Nothing but the lines from the first line of the records through the line with "Query: photovoltaic cell" should be output, exactly as written and free of pictures.

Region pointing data
------------------------------------

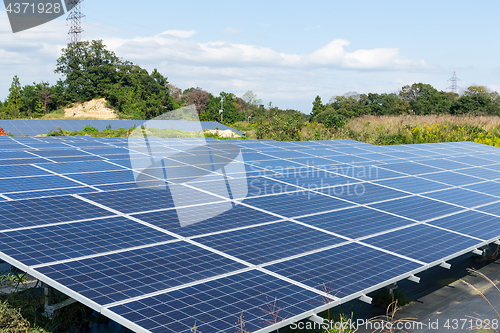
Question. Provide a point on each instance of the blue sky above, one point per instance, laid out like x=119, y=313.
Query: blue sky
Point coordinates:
x=286, y=52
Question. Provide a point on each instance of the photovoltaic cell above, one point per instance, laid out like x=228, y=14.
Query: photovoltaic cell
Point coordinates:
x=35, y=212
x=452, y=178
x=233, y=217
x=463, y=197
x=410, y=168
x=9, y=185
x=491, y=188
x=413, y=184
x=100, y=262
x=355, y=222
x=50, y=193
x=417, y=208
x=472, y=223
x=297, y=203
x=67, y=241
x=77, y=167
x=346, y=269
x=214, y=305
x=259, y=245
x=422, y=242
x=363, y=193
x=21, y=171
x=119, y=276
x=480, y=172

------------------------------------

• [RESPONSE TO THE TASK]:
Question. Provide a point on each instance of the blue sky above, one point per instance, laid out like x=119, y=313.
Query: blue sky
Point coordinates:
x=286, y=52
Question. Provide a point on each instance of the photovoltaic cell above, one point per instance, laid out like x=228, y=14.
Query: photovoltaic cell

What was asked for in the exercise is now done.